Exercise instructions:
Give the data again in full, exactly as written below.

● ● ● ● ●

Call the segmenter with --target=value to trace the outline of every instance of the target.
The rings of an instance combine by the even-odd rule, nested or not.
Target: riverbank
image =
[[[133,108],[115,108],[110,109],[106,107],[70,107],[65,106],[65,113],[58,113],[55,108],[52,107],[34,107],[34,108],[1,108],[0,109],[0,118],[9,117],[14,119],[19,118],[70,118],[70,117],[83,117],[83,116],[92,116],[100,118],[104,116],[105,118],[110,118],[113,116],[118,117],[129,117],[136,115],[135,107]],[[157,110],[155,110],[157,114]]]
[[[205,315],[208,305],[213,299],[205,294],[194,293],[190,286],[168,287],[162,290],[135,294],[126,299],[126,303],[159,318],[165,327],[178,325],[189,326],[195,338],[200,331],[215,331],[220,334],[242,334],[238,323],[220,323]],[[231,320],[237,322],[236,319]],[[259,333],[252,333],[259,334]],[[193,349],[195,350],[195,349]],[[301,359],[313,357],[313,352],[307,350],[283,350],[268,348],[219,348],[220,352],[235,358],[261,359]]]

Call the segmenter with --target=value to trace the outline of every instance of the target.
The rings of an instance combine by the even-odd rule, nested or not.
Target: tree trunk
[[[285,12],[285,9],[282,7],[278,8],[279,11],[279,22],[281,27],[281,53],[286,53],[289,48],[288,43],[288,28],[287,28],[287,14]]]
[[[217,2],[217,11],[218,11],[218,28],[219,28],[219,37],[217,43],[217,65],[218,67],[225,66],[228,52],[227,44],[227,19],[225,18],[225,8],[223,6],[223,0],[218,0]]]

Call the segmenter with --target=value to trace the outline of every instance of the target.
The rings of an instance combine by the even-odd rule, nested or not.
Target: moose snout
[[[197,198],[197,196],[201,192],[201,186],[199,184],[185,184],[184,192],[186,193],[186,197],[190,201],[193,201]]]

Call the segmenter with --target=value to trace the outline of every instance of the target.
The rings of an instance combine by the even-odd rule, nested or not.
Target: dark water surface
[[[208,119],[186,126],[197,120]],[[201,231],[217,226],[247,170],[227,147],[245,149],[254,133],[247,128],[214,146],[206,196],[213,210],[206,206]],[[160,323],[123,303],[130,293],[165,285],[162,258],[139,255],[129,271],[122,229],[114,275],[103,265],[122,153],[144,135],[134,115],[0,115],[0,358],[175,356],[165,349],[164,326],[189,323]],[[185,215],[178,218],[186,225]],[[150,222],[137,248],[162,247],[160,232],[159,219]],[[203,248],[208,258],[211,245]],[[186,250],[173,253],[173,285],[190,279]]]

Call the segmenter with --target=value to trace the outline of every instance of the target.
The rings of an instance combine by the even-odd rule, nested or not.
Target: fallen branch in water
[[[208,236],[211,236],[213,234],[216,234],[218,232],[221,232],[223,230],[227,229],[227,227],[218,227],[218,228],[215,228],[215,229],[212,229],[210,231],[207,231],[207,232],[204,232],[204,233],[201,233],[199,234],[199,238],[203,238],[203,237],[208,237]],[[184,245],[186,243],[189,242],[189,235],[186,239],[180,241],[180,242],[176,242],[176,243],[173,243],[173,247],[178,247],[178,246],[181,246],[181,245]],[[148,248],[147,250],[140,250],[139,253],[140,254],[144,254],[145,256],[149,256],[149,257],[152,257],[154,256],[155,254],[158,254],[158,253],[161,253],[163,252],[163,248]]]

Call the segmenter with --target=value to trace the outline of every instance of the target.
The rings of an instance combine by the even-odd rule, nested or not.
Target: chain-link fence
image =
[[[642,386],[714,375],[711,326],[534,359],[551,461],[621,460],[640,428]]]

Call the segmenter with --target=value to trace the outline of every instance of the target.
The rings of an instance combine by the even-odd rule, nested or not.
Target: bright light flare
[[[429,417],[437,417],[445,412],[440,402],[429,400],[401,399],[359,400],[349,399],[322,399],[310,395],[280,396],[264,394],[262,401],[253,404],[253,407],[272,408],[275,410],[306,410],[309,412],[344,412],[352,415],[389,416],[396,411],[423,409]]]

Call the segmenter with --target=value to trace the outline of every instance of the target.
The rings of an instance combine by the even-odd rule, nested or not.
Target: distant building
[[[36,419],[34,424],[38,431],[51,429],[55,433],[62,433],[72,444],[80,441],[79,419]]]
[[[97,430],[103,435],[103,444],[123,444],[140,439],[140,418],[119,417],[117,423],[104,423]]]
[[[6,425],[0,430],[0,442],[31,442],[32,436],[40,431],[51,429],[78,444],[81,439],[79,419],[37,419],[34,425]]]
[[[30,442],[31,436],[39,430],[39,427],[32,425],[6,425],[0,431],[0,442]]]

● ● ● ● ●

Finished task:
Call the segmenter with --target=value to trace the outline of every instance of the target.
The rings of an instance combine by the even-odd rule, nested or not.
Target: riverbank
image =
[[[133,108],[115,108],[110,109],[106,107],[70,107],[65,106],[65,113],[58,113],[55,108],[52,107],[34,107],[34,108],[1,108],[0,109],[0,118],[9,117],[14,119],[19,118],[70,118],[70,117],[83,117],[83,116],[92,116],[100,118],[104,116],[105,118],[110,118],[113,116],[118,117],[129,117],[136,115],[135,107]],[[157,110],[155,110],[157,114]]]
[[[205,315],[208,305],[213,299],[205,294],[194,293],[190,286],[168,287],[162,290],[135,294],[126,299],[126,303],[159,318],[165,327],[178,325],[189,326],[195,338],[200,331],[215,331],[220,334],[242,334],[238,323],[220,323]],[[231,320],[237,322],[236,319]],[[259,333],[252,333],[259,334]],[[193,349],[195,350],[195,349]],[[301,359],[313,357],[313,352],[307,350],[283,350],[268,348],[219,348],[220,352],[235,358],[261,359]]]

Call the segmenter with --target=value to trace the outline of every instance of the target.
The rings of an instance combine by the even-odd rule, nested or not.
Target: tree trunk
[[[285,12],[285,9],[282,7],[278,8],[279,11],[279,22],[281,27],[281,53],[286,53],[289,48],[288,43],[288,28],[287,28],[287,14]]]
[[[217,2],[217,11],[218,11],[218,28],[219,28],[219,37],[217,43],[217,65],[218,67],[225,66],[228,52],[227,44],[227,19],[225,18],[225,8],[223,6],[223,0],[218,0]]]

Call the segmenter with --target=value to trace the outline of every instance of the target.
The rings of an instance combine by the even-odd rule, nested or not.
Target: moose snout
[[[197,198],[197,196],[201,192],[201,186],[199,184],[185,184],[184,192],[186,193],[186,197],[190,201],[193,201]]]

Call the segmenter with --target=value to trace the outline of every instance of the target.
The rings of an instance combine by the even-odd rule, nested or not.
Target: dark water surface
[[[208,119],[186,126],[197,120]],[[201,231],[217,226],[247,170],[227,147],[245,149],[254,133],[247,128],[214,146],[206,196],[213,210],[206,206]],[[160,323],[123,303],[130,293],[165,285],[162,258],[139,255],[129,271],[122,229],[114,275],[103,265],[122,153],[144,135],[134,115],[0,115],[0,358],[175,356],[165,349],[164,326],[189,323]],[[185,215],[178,218],[186,225]],[[150,222],[137,248],[162,247],[160,232],[159,219]],[[203,248],[208,258],[211,245]],[[186,250],[173,253],[173,285],[190,279]]]

Call the segmenter with --target=value to trace the outline of every instance of the target.
The rings of an instance combine by the even-odd rule, nested or not.
Target: fallen branch in water
[[[208,236],[211,236],[213,234],[216,234],[218,232],[221,232],[223,230],[227,229],[227,227],[218,227],[218,228],[215,228],[215,229],[212,229],[210,231],[207,231],[207,232],[204,232],[204,233],[201,233],[199,234],[199,238],[203,238],[203,237],[208,237]],[[184,245],[186,243],[189,242],[189,235],[186,239],[180,241],[180,242],[176,242],[176,243],[173,243],[173,247],[178,247],[178,246],[181,246],[181,245]],[[148,248],[147,250],[140,250],[139,253],[140,254],[144,254],[145,256],[149,256],[149,257],[152,257],[154,256],[155,254],[158,254],[158,253],[161,253],[163,252],[163,248]]]

Call the segmenter with --target=value to trace the outline of every instance of the target.
The rings of an instance combine by the even-odd rule, nested or not.
Target: chain-link fence
image =
[[[642,386],[714,375],[711,326],[534,359],[551,461],[621,460],[640,428]]]

Call the segmenter with --target=value to trace the outline of every instance of the target.
The rings of an instance combine by the even-odd rule, nested or not.
Target: bright light flare
[[[429,417],[437,417],[445,412],[440,402],[429,400],[401,399],[359,400],[349,399],[322,399],[310,395],[280,396],[264,394],[262,401],[253,404],[253,407],[272,408],[275,410],[306,410],[309,412],[344,412],[352,415],[389,416],[396,411],[423,409]]]

Call the segmenter with --target=value to trace the outline of every instance of the target.
The rings of an instance combine by the even-odd rule, nested or not.
Target: distant building
[[[36,419],[34,424],[38,431],[51,429],[55,433],[62,433],[72,444],[80,441],[79,419]]]
[[[97,430],[103,435],[103,444],[123,444],[140,439],[140,418],[119,417],[117,423],[104,423]]]
[[[6,425],[0,430],[0,442],[31,442],[32,436],[40,431],[51,429],[78,444],[81,439],[79,419],[37,419],[34,425]]]
[[[30,442],[31,436],[39,430],[39,427],[32,425],[6,425],[0,431],[0,442]]]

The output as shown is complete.